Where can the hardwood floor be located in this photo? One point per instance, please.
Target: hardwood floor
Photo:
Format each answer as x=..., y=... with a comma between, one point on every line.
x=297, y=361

□ □ □

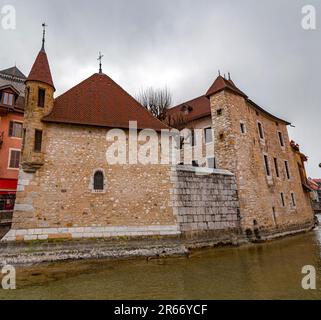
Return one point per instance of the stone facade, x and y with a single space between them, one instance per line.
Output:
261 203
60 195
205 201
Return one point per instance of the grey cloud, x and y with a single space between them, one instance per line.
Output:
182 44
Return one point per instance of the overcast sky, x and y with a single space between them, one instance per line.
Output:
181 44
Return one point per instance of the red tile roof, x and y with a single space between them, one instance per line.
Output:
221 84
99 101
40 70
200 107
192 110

□ □ □

WHAT IS BEING ASKED: From the entries above, copy every line where the word "Return" shows up.

ANSWER TO THE EXERCISE:
Return one point per instance of the stone facade, x and y with a single space between them, one instance per line.
Return one point per instance of the grey cloud, x and y with a single space between them, one instance per line.
Return one point per instance of the overcast sky, x and y with a single space between them, one instance per line.
Return one point per instance of the red tile roof, x and y with a single space between them, one instance per line.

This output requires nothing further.